Given entries |
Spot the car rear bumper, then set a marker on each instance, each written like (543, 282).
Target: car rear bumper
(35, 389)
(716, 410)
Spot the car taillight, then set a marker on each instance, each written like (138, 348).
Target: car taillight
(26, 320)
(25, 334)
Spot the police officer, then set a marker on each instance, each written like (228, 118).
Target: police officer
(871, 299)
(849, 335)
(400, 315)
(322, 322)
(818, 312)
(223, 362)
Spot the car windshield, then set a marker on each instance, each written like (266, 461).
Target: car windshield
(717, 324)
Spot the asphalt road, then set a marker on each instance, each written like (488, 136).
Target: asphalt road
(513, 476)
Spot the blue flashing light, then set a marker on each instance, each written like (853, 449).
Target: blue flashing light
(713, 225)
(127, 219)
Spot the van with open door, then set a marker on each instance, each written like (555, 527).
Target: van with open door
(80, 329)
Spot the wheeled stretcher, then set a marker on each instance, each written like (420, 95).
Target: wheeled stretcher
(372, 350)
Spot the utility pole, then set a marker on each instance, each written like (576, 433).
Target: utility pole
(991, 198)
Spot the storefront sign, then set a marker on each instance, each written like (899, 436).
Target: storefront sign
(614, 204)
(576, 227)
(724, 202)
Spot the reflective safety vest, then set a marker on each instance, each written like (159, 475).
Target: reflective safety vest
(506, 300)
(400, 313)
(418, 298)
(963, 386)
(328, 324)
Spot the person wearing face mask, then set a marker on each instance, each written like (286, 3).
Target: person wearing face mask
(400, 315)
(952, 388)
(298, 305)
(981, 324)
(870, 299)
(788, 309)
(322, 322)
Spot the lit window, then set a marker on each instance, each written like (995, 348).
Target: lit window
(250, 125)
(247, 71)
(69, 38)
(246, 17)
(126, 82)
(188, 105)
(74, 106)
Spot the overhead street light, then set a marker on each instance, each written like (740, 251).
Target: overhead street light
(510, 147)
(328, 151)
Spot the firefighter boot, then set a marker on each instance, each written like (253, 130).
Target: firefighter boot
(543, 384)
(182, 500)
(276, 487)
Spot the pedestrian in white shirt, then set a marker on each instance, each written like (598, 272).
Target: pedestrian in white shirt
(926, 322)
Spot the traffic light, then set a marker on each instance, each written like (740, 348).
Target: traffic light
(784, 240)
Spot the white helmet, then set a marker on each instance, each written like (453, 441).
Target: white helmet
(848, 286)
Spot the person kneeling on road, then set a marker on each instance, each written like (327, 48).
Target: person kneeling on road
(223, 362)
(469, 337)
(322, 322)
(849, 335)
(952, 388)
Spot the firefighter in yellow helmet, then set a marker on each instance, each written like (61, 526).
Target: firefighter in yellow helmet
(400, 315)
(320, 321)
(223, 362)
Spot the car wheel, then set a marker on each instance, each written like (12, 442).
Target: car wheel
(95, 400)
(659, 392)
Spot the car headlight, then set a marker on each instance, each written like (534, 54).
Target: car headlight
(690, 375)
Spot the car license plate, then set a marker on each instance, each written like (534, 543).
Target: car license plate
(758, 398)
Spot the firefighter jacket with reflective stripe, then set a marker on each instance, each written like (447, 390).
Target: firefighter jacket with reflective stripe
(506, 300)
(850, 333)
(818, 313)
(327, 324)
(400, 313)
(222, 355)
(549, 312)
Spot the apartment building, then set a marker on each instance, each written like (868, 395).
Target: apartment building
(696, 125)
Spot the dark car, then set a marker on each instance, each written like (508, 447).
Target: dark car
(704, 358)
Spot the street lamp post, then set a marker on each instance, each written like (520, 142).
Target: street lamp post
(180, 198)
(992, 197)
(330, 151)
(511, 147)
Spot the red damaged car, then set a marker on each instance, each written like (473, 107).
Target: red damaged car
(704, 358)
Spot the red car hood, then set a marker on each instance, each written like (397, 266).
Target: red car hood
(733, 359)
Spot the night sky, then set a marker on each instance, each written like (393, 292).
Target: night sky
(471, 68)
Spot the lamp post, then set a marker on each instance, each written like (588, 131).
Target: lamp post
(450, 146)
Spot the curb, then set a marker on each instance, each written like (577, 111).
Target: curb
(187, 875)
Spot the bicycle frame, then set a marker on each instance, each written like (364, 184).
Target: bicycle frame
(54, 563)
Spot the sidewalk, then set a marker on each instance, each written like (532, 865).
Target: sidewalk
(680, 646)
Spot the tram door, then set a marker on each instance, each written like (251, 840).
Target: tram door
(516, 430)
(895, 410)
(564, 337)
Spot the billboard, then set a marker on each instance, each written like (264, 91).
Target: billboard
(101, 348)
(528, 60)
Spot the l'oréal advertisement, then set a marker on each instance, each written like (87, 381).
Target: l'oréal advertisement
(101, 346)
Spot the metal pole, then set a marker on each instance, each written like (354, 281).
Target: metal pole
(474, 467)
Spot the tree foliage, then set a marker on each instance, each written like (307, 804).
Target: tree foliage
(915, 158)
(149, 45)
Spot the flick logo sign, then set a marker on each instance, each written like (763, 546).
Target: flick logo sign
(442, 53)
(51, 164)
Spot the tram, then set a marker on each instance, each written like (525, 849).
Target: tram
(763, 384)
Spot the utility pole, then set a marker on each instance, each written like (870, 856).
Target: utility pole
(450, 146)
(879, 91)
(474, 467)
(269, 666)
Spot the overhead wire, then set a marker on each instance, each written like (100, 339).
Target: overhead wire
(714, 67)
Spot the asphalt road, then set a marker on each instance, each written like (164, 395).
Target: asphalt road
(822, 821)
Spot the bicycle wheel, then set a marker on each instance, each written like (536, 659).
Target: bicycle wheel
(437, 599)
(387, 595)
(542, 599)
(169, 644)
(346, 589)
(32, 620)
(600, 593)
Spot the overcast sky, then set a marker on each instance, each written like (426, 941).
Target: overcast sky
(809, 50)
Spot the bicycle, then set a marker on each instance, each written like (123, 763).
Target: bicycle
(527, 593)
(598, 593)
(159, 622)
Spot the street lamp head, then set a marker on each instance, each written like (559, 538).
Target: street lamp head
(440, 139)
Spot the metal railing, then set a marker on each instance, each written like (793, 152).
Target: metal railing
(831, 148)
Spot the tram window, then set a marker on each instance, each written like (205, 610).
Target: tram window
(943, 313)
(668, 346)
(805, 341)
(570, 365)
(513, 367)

Direction | Return every record above exactly as it appears.

Output below |
Spot the car rear bumper, then set a marker on each instance, each written like (543, 282).
Target: car rear bumper
(35, 389)
(716, 410)
Spot the car taillight, then set a marker on each instance, each written like (138, 348).
Target: car taillight
(26, 320)
(25, 334)
Spot the police officer, then set a marker on each instance, each written like (228, 118).
Target: police officer
(871, 299)
(849, 335)
(400, 315)
(322, 322)
(818, 312)
(223, 362)
Spot the car windshield, then set a marker on each instance, each written like (266, 461).
Target: car windshield
(717, 324)
Spot the asphalt road, then set a marker on each instance, each written like (488, 136).
Target: asphalt road
(513, 476)
Spot the blue flashing light, then set a marker on each instance, each written like (853, 449).
Target: blue flashing light
(713, 225)
(127, 219)
Spot the van with open door, then set a marker on each instance, each written like (555, 527).
Target: van with open door
(80, 329)
Spot the wheeled stretcher, then set a marker on each instance, each written like (420, 95).
Target: wheeled stretcher
(372, 350)
Spot the utility pole, then set a marker on each instance, each written like (576, 433).
Target: utility pole
(991, 198)
Spot the storefront sign, then set a marker on each instance, each written like (899, 436).
Target: storefront sign
(614, 204)
(576, 227)
(724, 202)
Spot the reflective safety vest, then set a marker on each instance, each written like (159, 475).
Target: reflective safety vest
(506, 300)
(400, 313)
(418, 298)
(963, 386)
(328, 324)
Spot the person wearing face mask, then set a marker on each instance, each written like (286, 3).
Target: person wearing face mask
(400, 315)
(952, 388)
(298, 305)
(981, 324)
(870, 299)
(788, 309)
(322, 322)
Spot the lit window, then set a marker on each instance, each written like (995, 348).
Target: lit window
(250, 125)
(247, 71)
(69, 38)
(246, 17)
(126, 82)
(188, 105)
(74, 106)
Spot the overhead street light, then set a marker on each instance, each written like (740, 251).
Target: overhead street light
(510, 147)
(328, 151)
Spot the firefighter boot, then set a marker on each instance, each written like (253, 130).
Target: firefighter boot
(543, 384)
(182, 500)
(276, 487)
Spot the pedestrian in white shirt, then set a marker on each instance, each written like (598, 272).
Target: pedestrian in white shirt
(926, 322)
Spot the traffic light, then set a marker on each instance, each written like (740, 348).
Target: traffic light
(784, 240)
Spot the white helmet, then set a marker on each instance, each written like (453, 441).
Target: white helmet
(848, 286)
Spot the person kneeling on road, then set a marker on each instance, each written like (327, 48).
Target: person kneeling on road
(223, 362)
(469, 337)
(322, 322)
(849, 335)
(952, 388)
Spot the firefighter in yellow helmet, then set a marker on each instance, each written like (61, 526).
Target: firefighter in yellow helmet
(400, 315)
(320, 321)
(223, 362)
Spot the car wheel, then set a marker on each instance, each written like (12, 442).
Target: car wheel
(95, 400)
(659, 392)
Spot the car headlight, then set a marker on each instance, each written like (534, 54).
Target: car headlight
(690, 375)
Spot the car license plate, then set a marker on each instance, each written like (534, 543).
Target: car license plate
(758, 398)
Spot the firefighter jacket with reflective stripe, then set a marker on each instance, each written like (447, 390).
Target: firefighter jacket with reflective stripe
(506, 300)
(850, 333)
(818, 313)
(327, 324)
(400, 313)
(222, 355)
(549, 312)
Spot the apartment building, then set a marker on each instance, each written like (868, 395).
Target: apartment building
(696, 125)
Spot the dark car, then set a marker on each instance, each written like (508, 447).
Target: dark car
(704, 358)
Spot the street lamp post, then set a marker on each instance, each written like (520, 142).
Target: street lamp post
(180, 198)
(992, 197)
(330, 151)
(511, 147)
Spot the red damaged car, then set a marker on each instance, each written like (473, 107).
Target: red damaged car
(704, 358)
Spot the red car hood, then set a marker on each instance, each written like (397, 266).
Target: red car hood
(733, 359)
Spot the night sky, then set a marker on each instance, each written like (393, 292).
Target: night sky
(471, 68)
Spot the lamp post, then set a marker on each instance, each written like (588, 131).
Target: lamp post
(450, 146)
Spot the curb, then set a marker on each instance, each written like (577, 111).
Target: curb
(187, 875)
Spot the bicycle frame, then set a marker on each instance, each written like (364, 184).
Target: bicycle frame
(54, 563)
Spot the sidewalk, then set a marker on each instance, each written like (532, 865).
Target: sidewalk
(680, 646)
Spot the tram door, then set a marker on each instance, each written like (251, 840).
Target: tram door
(516, 430)
(895, 410)
(564, 337)
Spot the billboard, then set a marker on each instance, each written like (264, 91).
Target: billboard
(101, 348)
(528, 60)
Spot the l'oréal advertisement, then set a marker on each instance, each written like (87, 381).
Target: l'oréal advertisement
(101, 346)
Spot the metal pole, then set a marker on each instance, each written like (354, 281).
Target: metal pole
(474, 467)
Spot the tree foliage, then set a marker on each instance, each written like (307, 804).
Target: tree foliage
(915, 158)
(149, 45)
Spot the flick logo sign, then set a marker on each instance, each written like (763, 546).
Target: flick logo sign
(442, 53)
(51, 164)
Spot the tram, then set a marker on each instance, each written like (525, 849).
Target: tram
(763, 384)
Spot the utility pole, then set a marker on each instance, each written like (870, 856).
Target: utility pole
(450, 146)
(879, 91)
(474, 467)
(269, 666)
Spot the overhead wire, then set a marker on each instance, each written like (100, 339).
Target: overhead wire
(714, 67)
Spot the asphalt road, then set a marker on each instance, each written like (164, 395).
Target: asphalt road
(822, 821)
Spot the bicycle wheel, then set a marker on each instance, each written like (536, 659).
Target: bicycle wheel
(437, 599)
(387, 595)
(542, 599)
(169, 644)
(346, 589)
(32, 620)
(600, 593)
Spot the overcast sky, then set a marker on each instance, each written like (426, 941).
Target: overcast sky
(809, 50)
Spot the bicycle, then set a marker on each instance, each written like (123, 763).
Target: bicycle
(527, 593)
(598, 593)
(159, 622)
Spot the street lamp head, then set a marker on each instance, each written like (559, 538).
Target: street lamp head
(440, 139)
Spot the metal railing, then set a marker on each instance, each written like (793, 152).
Target: metal railing
(831, 148)
Spot the tram window, then set a marker on each instance, each written like (205, 610).
Target: tram window
(943, 313)
(668, 346)
(805, 341)
(570, 365)
(513, 367)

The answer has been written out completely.